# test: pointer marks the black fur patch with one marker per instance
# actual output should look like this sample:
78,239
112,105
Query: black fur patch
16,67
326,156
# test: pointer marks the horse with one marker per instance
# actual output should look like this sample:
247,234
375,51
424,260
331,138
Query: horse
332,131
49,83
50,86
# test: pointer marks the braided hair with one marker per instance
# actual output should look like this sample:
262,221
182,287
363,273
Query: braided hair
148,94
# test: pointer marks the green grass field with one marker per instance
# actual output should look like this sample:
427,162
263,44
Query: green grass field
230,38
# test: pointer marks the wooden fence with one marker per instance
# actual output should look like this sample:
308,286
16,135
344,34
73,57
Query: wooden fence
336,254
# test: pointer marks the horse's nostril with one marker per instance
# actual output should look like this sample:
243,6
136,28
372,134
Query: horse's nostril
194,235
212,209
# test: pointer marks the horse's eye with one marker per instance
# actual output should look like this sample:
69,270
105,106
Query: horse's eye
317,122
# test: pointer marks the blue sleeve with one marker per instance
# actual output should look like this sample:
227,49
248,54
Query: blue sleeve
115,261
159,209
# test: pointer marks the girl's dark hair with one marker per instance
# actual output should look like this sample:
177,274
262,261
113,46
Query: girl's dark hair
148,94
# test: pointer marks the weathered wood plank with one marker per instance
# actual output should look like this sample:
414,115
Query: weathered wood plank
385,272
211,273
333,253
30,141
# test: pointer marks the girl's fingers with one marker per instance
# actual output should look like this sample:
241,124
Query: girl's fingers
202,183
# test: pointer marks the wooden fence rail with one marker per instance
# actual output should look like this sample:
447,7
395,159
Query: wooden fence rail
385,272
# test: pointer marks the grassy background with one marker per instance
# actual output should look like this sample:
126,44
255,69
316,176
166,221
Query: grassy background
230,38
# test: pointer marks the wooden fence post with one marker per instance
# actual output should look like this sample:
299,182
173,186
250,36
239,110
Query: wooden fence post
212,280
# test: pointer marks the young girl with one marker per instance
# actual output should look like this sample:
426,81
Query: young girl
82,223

■ What is required
A verbatim copy of all the entries above is requested.

■ Final answer
# test: pointer marks the black fur patch with one marker per instance
# actual output should look like this sample:
78,239
112,105
Query: black fur patch
16,67
326,156
# test: pointer marks the horse with one marker per instance
# actual output should look like this sample:
247,234
375,51
424,260
331,138
Query: horse
332,131
49,83
50,86
# test: pointer marks the braided hair with one marker per instance
# actual output should look like this sample:
262,221
182,287
363,273
Query: braided hair
148,94
# test: pointer marks the green grass field with one marker per instance
# actual output should look like this sample:
427,162
263,44
Query: green grass field
230,38
# test: pointer marks the wooden fence with one marker per instance
# actual output should look like this sample:
308,286
16,135
344,34
73,57
Query: wooden fence
336,254
# test: pointer marks the horse's nostril with one marker per instance
# actual output should look like this sample:
243,6
136,28
372,134
Query: horse's nostril
194,235
212,209
# test: pointer marks the horse's eye with one marker per instance
# actual output should look like this sample:
69,270
105,106
Query: horse's eye
317,122
# test: pointer marks the blue sleeve with one marker per instance
# actual output should look like this sample:
227,49
248,54
Query: blue sleeve
115,261
159,209
# test: pointer marks the girl's dark hair with one marker per instance
# actual output should look like this sample:
177,274
262,261
113,46
Query: girl's dark hair
148,94
# test: pointer marks the weathered wood plank with one marker per instance
# actual output should look like this sample:
414,115
Query: weathered wood plank
385,272
211,273
333,253
30,141
# test: pointer marks the girl's fingers with one marker per instance
# actual output should look like this sample:
241,124
Query: girl's fingers
202,183
# test: pointer marks the wooden fence rail with one marker per instance
# actual output should look like this sample:
447,7
395,159
Query: wooden fence rail
385,272
# test: pointer marks the grassy background with one marker per instance
# actual output should look like this sample:
126,44
255,69
316,176
166,221
Query: grassy background
230,38
# test: pointer marks the wooden fence post with one marker per instance
# actual output should look like this sample:
299,182
173,186
250,36
239,110
Query: wooden fence post
212,280
# test: pointer marks the young girl with one marker per instance
# actual output should look like this sample:
426,81
Query: young girl
82,223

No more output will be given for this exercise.